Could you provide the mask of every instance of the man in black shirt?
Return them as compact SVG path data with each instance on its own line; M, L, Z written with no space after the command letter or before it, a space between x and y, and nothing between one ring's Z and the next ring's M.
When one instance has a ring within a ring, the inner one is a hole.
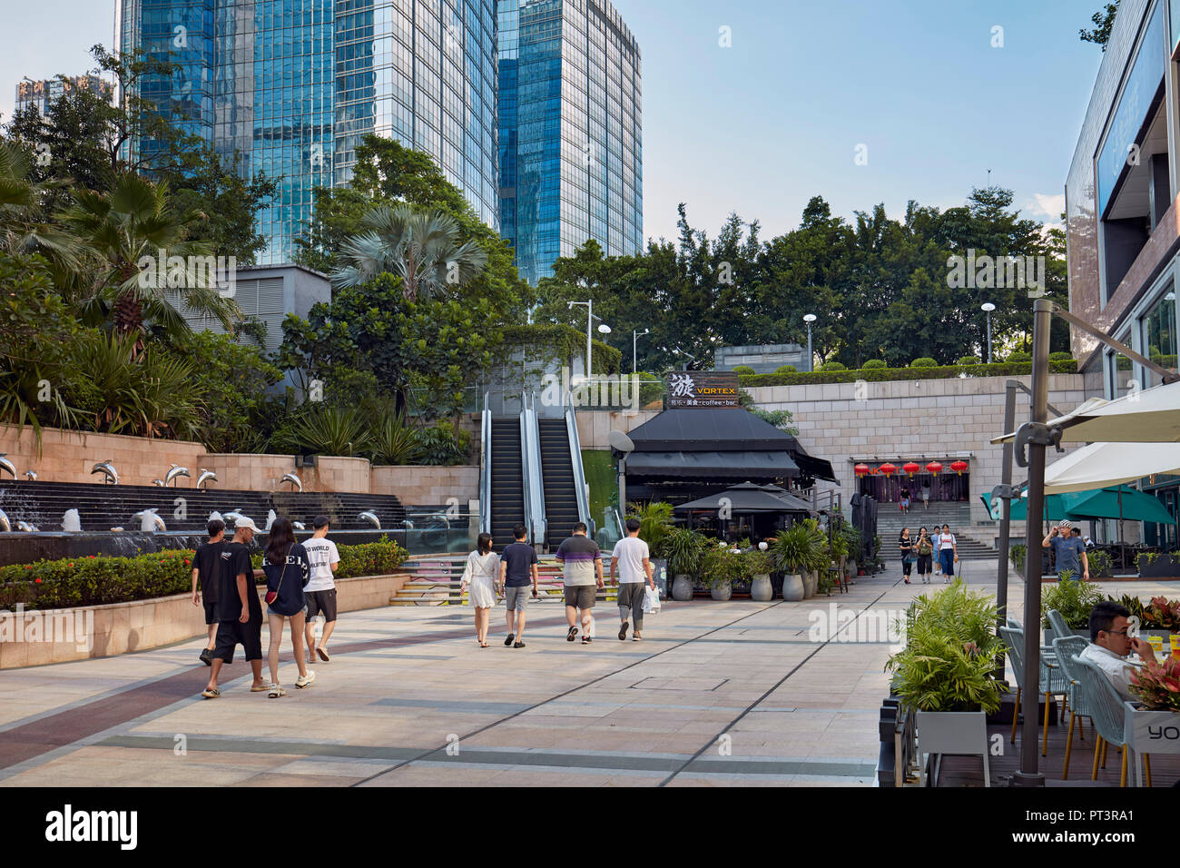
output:
M254 583L254 566L247 546L258 528L250 518L238 518L234 526L234 541L222 549L221 583L217 588L217 644L212 652L209 685L201 696L216 699L217 674L223 664L234 663L234 646L241 645L254 670L250 691L269 690L262 680L262 603Z
M199 606L202 598L204 599L209 641L201 652L201 663L211 666L217 639L217 586L221 583L221 553L225 548L225 522L210 518L208 527L209 542L197 546L197 552L192 555L192 605Z

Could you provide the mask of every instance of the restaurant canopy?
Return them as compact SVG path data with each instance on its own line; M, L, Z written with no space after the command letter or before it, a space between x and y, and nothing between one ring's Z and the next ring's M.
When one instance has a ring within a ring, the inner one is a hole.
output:
M807 455L798 439L741 407L664 410L628 436L635 444L628 476L839 482L831 462Z

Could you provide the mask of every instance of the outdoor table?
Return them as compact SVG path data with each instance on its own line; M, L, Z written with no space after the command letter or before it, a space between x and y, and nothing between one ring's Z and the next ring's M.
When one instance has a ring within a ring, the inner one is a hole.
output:
M1135 763L1135 787L1143 785L1143 753L1180 753L1180 714L1173 711L1145 711L1136 703L1122 704L1123 750L1132 751L1127 762Z

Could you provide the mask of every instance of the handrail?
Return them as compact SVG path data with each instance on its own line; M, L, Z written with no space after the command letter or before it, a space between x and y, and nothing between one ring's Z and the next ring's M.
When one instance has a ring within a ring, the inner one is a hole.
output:
M492 533L492 411L487 392L479 432L479 533Z
M522 465L524 468L525 527L532 544L544 543L548 530L545 515L545 481L540 457L540 424L537 422L537 397L525 396L522 400Z
M573 466L573 494L578 501L578 521L586 526L586 536L595 537L595 521L590 515L590 498L586 495L586 474L582 466L582 444L578 442L578 425L573 418L573 397L565 405L565 431L570 442L570 463Z

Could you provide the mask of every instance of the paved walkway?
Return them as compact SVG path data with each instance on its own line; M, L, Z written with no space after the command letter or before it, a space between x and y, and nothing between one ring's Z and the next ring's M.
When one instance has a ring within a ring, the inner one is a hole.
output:
M995 585L994 562L964 569ZM881 625L924 589L894 566L805 602L669 602L643 642L599 607L590 646L533 605L522 650L503 646L503 608L489 648L467 608L348 613L312 688L287 651L277 700L241 660L202 700L199 640L4 671L0 785L872 785Z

→ **JOB**:
Could you rewrite the listing above as a Markdown table with a Row column numbering each line and a Line column holding its text, skipping blank lines and leaving the pictures out?

→ **OUTPUT OF THE EXERCISE**:
| Row | Line |
|---|---|
| 1 | Could you provide the mask of every instance of the man in black shirt? |
| 2 | Return them as compact SVG path data with each instance on its own line; M, L, Z written with no space after the command letter or before it, a space between x and y, and nothing between one ring's Z and the next ring's M. |
| 3 | When one instance has a ring within a ring, the inner one is a hole. |
| 4 | output: |
| 5 | M254 583L254 566L247 546L258 528L250 518L238 518L234 526L234 541L222 549L221 583L217 588L217 644L212 652L209 685L201 696L216 699L217 674L223 664L234 663L234 646L241 645L254 670L250 691L269 690L262 680L262 603Z |
| 6 | M199 606L202 598L204 599L209 641L201 652L201 663L211 666L217 639L217 586L221 583L221 553L225 548L225 522L210 518L208 527L209 542L197 546L197 552L192 555L192 605Z |
| 7 | Could you provide the mask of every instance of the restaurant canopy? |
| 8 | Return them as compact SVG path data with each instance on its own line; M, L, Z written with no space after the command letter or before it, a space between x and y, and nothing between one ring's Z and the next ring's M. |
| 9 | When one instance has a ring within a ring, the inner one is a hole. |
| 10 | output: |
| 11 | M807 455L798 439L741 407L664 410L628 436L635 444L628 476L839 482L831 462Z |
| 12 | Could you provide the mask of every instance of the outdoor table? |
| 13 | Return them as compact SVG path data with each instance on its own line; M, L, Z written with no space after the command letter or before it, a space between x and y, and nothing between one ring's Z and the next ring's M. |
| 14 | When one instance has a ring within a ring, the inner one is a hole. |
| 15 | output: |
| 16 | M1135 763L1135 787L1143 785L1143 753L1180 753L1180 714L1173 711L1145 711L1136 703L1122 704L1123 750L1132 751L1127 762Z |
| 17 | Could you provide the mask of every instance of the handrail? |
| 18 | Return them as compact SVG path data with each instance on its own line; M, L, Z written with no space after the command letter or before it, a space between x and y, and nothing between one ring's Z and the next ring's M. |
| 19 | When one instance has a ring within a ring, the inner one is a hole. |
| 20 | output: |
| 21 | M492 533L492 411L487 392L479 432L479 533Z |
| 22 | M522 465L524 468L525 527L532 544L544 543L548 530L545 515L545 481L540 457L540 424L537 422L537 397L525 396L522 400Z |
| 23 | M573 466L573 494L578 501L578 521L586 526L586 536L595 537L595 521L590 515L590 498L586 495L586 474L582 466L582 444L578 442L578 425L573 418L573 397L565 405L565 431L570 442L570 463Z |
| 24 | Could you provide the mask of every instance of the paved walkway? |
| 25 | Return them as compact SVG path data with each instance on its own line; M, L, Z written with no space after the command letter or before it, a space between x and y, and nothing between one ring's Z and the next ring's M. |
| 26 | When one instance has a ring within a ring, the inner one is a hole. |
| 27 | output: |
| 28 | M995 585L994 562L964 569ZM881 625L924 589L894 566L805 602L669 602L643 642L599 607L590 646L533 605L522 650L503 646L503 608L489 648L467 608L348 613L312 688L287 651L277 700L241 660L202 700L199 640L4 671L0 785L872 785Z |